Action item – Repeat all the records, precisely as given.

Extracted information –
# # # #

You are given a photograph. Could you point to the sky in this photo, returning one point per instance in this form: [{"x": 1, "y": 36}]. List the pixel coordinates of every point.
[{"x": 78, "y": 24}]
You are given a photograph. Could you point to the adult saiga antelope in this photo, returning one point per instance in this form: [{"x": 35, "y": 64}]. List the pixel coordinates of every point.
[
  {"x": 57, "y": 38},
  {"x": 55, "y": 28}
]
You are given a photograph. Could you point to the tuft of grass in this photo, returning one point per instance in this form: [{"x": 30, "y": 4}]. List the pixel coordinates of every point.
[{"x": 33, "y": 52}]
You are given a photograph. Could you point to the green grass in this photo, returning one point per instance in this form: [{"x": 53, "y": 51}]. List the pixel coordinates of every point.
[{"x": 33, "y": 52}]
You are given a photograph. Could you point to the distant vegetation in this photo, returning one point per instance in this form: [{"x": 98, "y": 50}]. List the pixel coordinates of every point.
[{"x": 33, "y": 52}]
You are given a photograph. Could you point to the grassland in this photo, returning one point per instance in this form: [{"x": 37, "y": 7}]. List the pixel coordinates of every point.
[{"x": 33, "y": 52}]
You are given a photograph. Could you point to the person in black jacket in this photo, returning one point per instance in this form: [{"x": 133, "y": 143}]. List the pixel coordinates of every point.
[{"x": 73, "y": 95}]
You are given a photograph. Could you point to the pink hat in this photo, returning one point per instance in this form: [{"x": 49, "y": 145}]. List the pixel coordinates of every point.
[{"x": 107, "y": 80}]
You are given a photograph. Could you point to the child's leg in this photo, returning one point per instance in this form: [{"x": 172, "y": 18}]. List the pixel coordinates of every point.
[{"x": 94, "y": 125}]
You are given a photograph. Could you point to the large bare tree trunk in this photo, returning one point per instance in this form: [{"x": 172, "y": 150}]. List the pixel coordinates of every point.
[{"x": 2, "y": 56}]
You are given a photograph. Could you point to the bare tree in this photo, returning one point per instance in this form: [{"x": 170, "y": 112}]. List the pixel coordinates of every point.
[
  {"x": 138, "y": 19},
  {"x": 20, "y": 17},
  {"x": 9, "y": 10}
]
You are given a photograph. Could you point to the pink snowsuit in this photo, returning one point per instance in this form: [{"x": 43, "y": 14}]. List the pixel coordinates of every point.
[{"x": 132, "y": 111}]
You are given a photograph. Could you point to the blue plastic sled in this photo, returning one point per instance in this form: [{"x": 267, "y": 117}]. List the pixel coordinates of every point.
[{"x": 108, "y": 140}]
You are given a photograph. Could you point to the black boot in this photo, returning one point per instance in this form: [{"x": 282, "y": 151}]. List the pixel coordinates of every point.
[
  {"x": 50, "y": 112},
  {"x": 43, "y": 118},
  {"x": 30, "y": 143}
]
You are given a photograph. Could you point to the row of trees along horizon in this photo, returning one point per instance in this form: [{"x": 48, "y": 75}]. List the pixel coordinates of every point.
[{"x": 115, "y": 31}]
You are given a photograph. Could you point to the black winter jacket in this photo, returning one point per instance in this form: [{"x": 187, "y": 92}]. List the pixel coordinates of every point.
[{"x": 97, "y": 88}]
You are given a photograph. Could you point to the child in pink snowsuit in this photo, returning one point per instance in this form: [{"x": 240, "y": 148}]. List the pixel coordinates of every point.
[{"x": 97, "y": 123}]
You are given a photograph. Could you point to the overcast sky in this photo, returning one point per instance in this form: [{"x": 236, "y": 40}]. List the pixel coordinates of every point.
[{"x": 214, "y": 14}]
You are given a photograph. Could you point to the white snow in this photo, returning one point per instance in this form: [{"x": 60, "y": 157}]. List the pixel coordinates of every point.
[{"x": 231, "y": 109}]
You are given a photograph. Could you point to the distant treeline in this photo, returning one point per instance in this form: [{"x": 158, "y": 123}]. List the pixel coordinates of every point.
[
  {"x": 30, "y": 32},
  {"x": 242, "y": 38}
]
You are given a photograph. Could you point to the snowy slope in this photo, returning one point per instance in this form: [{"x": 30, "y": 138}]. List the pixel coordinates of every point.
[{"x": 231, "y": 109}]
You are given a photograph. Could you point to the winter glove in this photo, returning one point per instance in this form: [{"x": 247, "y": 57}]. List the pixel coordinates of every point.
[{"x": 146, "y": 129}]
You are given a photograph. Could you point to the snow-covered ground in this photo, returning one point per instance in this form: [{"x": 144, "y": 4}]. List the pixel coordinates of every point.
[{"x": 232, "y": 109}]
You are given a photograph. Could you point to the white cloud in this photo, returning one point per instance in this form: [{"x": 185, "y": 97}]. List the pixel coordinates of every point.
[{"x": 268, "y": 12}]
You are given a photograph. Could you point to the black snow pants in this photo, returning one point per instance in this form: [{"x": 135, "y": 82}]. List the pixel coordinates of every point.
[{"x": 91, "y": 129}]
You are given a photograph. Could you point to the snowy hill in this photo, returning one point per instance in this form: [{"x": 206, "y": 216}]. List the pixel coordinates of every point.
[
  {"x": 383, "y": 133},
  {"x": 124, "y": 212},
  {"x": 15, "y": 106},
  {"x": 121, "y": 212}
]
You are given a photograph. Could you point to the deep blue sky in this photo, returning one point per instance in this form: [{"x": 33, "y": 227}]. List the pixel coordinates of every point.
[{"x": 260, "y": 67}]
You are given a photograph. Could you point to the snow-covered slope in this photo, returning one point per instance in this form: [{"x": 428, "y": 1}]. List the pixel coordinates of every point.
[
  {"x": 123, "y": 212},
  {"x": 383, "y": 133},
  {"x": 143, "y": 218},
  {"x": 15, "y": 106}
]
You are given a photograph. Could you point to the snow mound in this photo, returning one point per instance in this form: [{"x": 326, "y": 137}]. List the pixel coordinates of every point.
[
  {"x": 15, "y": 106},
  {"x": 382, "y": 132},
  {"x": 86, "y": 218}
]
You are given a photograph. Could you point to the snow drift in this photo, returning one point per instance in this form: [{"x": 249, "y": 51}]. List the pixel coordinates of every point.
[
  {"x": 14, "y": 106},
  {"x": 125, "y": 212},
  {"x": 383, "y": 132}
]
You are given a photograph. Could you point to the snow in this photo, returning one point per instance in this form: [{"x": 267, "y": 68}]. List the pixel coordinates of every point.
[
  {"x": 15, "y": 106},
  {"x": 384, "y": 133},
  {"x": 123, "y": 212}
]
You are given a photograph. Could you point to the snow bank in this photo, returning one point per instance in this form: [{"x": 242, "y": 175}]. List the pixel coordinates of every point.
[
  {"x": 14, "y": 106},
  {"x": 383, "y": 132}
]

# # # #

Solution to this problem –
You are given a photograph. Could you point to the sky in this photo, returning one point per instance in this form: [{"x": 1, "y": 36}]. List the pixel coordinates of every point.
[{"x": 78, "y": 24}]
You are given a photograph. Could you point to the adult saiga antelope in this photo, returning one point per instance in this form: [{"x": 35, "y": 64}]. List the pixel coordinates of every point.
[
  {"x": 57, "y": 38},
  {"x": 55, "y": 28}
]
You are given a photograph. Could you point to the tuft of grass in this photo, returning one point per instance in this form: [{"x": 30, "y": 4}]. List the pixel coordinates of every point.
[{"x": 33, "y": 52}]
You are given a photograph. Could you point to the green grass in this photo, returning one point per instance in this form: [{"x": 53, "y": 51}]. List the pixel coordinates of every point.
[{"x": 33, "y": 52}]
You are given a photograph. Could you point to the distant vegetation in this photo, returning one point per instance in this form: [{"x": 98, "y": 50}]. List the pixel coordinates of every point.
[{"x": 33, "y": 52}]
You are given a photograph. Could you point to the grassland in this photo, returning one point per instance in this form: [{"x": 37, "y": 7}]. List the pixel coordinates of every point.
[{"x": 33, "y": 52}]
You are given a photograph. Could you point to the person in black jacket in this photo, returning one point per instance in this form: [{"x": 133, "y": 143}]. List the pixel coordinates of every point.
[{"x": 73, "y": 95}]
You are given a photograph. Could you point to the pink hat in this photo, returning one point per instance in this form: [{"x": 49, "y": 145}]. List the pixel coordinates of every point.
[{"x": 107, "y": 80}]
You are given a photograph. Could you point to the child's leg in this photo, returning one point per instance in this form: [{"x": 172, "y": 18}]. List the pixel coordinates of every point.
[{"x": 94, "y": 125}]
You are given a photograph. Could you point to the large bare tree trunk in this photo, returning one point per instance in this form: [{"x": 172, "y": 150}]. List the pixel coordinates of every point.
[{"x": 2, "y": 56}]
You are given a photograph. Could you point to the bare tree in this photo, returning one point per instance in this form: [{"x": 170, "y": 112}]. List the pixel coordinates of every point.
[
  {"x": 138, "y": 19},
  {"x": 20, "y": 17},
  {"x": 9, "y": 10}
]
You are given a photograph. Could you point to the pink snowsuit in this photo, returning one point per instance in this form: [{"x": 43, "y": 14}]. List the pixel coordinates of every point.
[{"x": 132, "y": 111}]
You are given a photograph. Could you point to the blue plastic sled in this photo, returning one point per instance in this form: [{"x": 267, "y": 117}]. List the pixel coordinates of every point.
[{"x": 108, "y": 140}]
You are given a photograph. Could you point to the black boot in this photo, returning one point per instance in this form: [{"x": 282, "y": 151}]. List the pixel coordinates of every point.
[
  {"x": 50, "y": 112},
  {"x": 43, "y": 118},
  {"x": 30, "y": 143}
]
You are given a photograph. Could you point to the row of trees along horizon in this photo, returning one point per instance in this form: [{"x": 48, "y": 75}]. List the pixel coordinates of every point.
[{"x": 115, "y": 31}]
You are given a photograph. Could you point to the black winter jacket in this photo, returning one point per instance in this form: [{"x": 187, "y": 92}]. List the pixel coordinates of every point.
[{"x": 97, "y": 88}]
You are given a photograph. Could you point to the child in pink snowsuit in this photo, returning one point per instance in this form: [{"x": 240, "y": 148}]. List the pixel coordinates of every point.
[{"x": 97, "y": 123}]
You are given a photograph. Could you point to the overcast sky in this photo, returning one point per instance in this form: [{"x": 236, "y": 40}]. List the pixel coordinates of every point.
[{"x": 214, "y": 14}]
You are given a photograph. Could you point to the white snow in this photo, returning one point per instance in this form: [{"x": 60, "y": 157}]. List the pixel coordinates of every point.
[{"x": 231, "y": 109}]
You are given a photograph. Could you point to the distant treeline in this photo, returning one point per instance in this form: [{"x": 158, "y": 123}]. List the pixel coordinates of every point.
[
  {"x": 30, "y": 32},
  {"x": 242, "y": 38}
]
You are given a photograph. Could you point to the snowy slope in this photo, returning one point per instance in this form: [{"x": 30, "y": 138}]. List the pixel coordinates of every point.
[{"x": 231, "y": 109}]
You are given a photograph. Could you point to the winter glove in this photo, returning one point per instance in this form: [{"x": 247, "y": 57}]. List the pixel coordinates of every point.
[{"x": 146, "y": 129}]
You are given a photograph. Could you point to the snow-covered ground in this photo, returning one point per instance in this form: [{"x": 144, "y": 4}]. List the pixel coordinates of every point.
[{"x": 232, "y": 109}]
You are given a photograph. Could you point to the white cloud in this photo, returning one point per instance in this form: [{"x": 185, "y": 97}]. List the pixel coordinates of every point.
[{"x": 268, "y": 12}]
You are given a photograph. Could you point to the black snow pants in this photo, returning one point per instance in this form: [{"x": 135, "y": 82}]. List the pixel coordinates of every point.
[{"x": 91, "y": 129}]
You are given a photograph. Could you point to the snowy hill in this photo, returning one point per instance in this form: [{"x": 206, "y": 216}]. List the pixel coordinates of every point.
[
  {"x": 383, "y": 133},
  {"x": 124, "y": 212},
  {"x": 15, "y": 106},
  {"x": 121, "y": 212}
]
You are given a photograph. Could you point to the deep blue sky in this photo, returning one point per instance in this form: [{"x": 33, "y": 227}]. List the pixel coordinates of every point.
[{"x": 260, "y": 67}]
You are given a photograph. Could you point to the snow-covered slope in this photo, returning one point per instance in this form: [{"x": 428, "y": 1}]. List the pixel coordinates of every point.
[
  {"x": 123, "y": 212},
  {"x": 383, "y": 133},
  {"x": 143, "y": 218},
  {"x": 15, "y": 106}
]
You are given a photograph. Could you point to the snow mound in this photo, returning one point per instance in this form: [{"x": 326, "y": 137}]. List the pixel coordinates of every point.
[
  {"x": 15, "y": 106},
  {"x": 382, "y": 132},
  {"x": 86, "y": 218}
]
You are given a photograph. Could you point to the snow drift in this photo, returning one point per instance in this form: [{"x": 249, "y": 51}]. List the pixel coordinates of every point.
[
  {"x": 14, "y": 106},
  {"x": 125, "y": 212},
  {"x": 383, "y": 132}
]
You are given a photograph. Could you point to the snow in this photo, returning one point per instance in this form: [{"x": 267, "y": 68}]. List the pixel coordinates of every point.
[
  {"x": 15, "y": 106},
  {"x": 384, "y": 133},
  {"x": 123, "y": 212}
]
You are given a photograph. Could you point to the snow bank in this photo, returning one point per instance in this form: [{"x": 242, "y": 175}]. List the pixel coordinates of every point.
[
  {"x": 14, "y": 106},
  {"x": 383, "y": 132}
]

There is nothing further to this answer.